■ WORK TO DO
Lay out the lines below, from the first one through the one containing "POLYGON ((180 14, 164", as a JSON list of strings with one string per line. Skip blank lines and leave the pictures out.

■ INPUT DATA
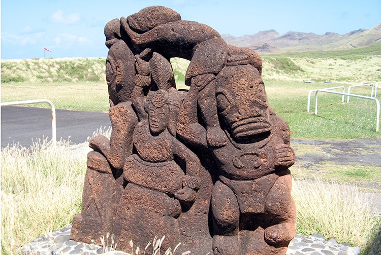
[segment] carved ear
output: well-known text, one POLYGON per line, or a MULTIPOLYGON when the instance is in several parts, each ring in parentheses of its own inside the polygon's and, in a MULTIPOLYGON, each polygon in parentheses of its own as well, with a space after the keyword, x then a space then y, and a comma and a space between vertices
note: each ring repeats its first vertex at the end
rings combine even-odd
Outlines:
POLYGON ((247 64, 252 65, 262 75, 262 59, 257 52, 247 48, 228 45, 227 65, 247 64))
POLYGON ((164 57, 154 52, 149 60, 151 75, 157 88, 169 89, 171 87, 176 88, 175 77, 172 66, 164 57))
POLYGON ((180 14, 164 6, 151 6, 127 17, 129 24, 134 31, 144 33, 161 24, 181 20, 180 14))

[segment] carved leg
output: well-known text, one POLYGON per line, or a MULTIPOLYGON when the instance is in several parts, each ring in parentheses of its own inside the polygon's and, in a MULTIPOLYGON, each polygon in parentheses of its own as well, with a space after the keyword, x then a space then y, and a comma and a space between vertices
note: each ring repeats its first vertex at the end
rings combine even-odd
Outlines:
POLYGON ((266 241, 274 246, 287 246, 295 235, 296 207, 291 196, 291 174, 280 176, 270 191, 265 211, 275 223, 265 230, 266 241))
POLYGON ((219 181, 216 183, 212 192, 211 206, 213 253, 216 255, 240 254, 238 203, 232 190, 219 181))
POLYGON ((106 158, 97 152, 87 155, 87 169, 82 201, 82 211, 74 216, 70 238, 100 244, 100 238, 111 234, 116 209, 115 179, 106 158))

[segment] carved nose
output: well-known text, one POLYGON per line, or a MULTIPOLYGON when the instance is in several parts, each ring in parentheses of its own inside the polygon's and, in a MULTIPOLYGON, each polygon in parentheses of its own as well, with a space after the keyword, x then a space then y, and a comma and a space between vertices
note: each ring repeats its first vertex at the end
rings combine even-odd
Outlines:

■ WRITTEN ANSWER
[
  "[segment] carved ear",
  "output: well-known text, one POLYGON per line, or a MULTIPOLYGON when the instance is in several parts, each ring in parentheses of its own inside the polygon's and, in a MULTIPOLYGON, each polygon in parentheses of its own as well, with a space after the keyword, x then a space then y, and a comma and a space between vertices",
  "note: each ring repeats its first vertex at the end",
  "rings combine even-odd",
  "Outlines:",
  "POLYGON ((247 64, 252 65, 262 75, 262 59, 257 52, 247 48, 228 45, 227 65, 247 64))",
  "POLYGON ((164 57, 154 52, 149 60, 151 75, 157 88, 169 89, 171 87, 176 88, 175 77, 172 66, 164 57))",
  "POLYGON ((180 14, 164 6, 151 6, 127 17, 129 24, 134 31, 144 33, 161 24, 181 20, 180 14))"
]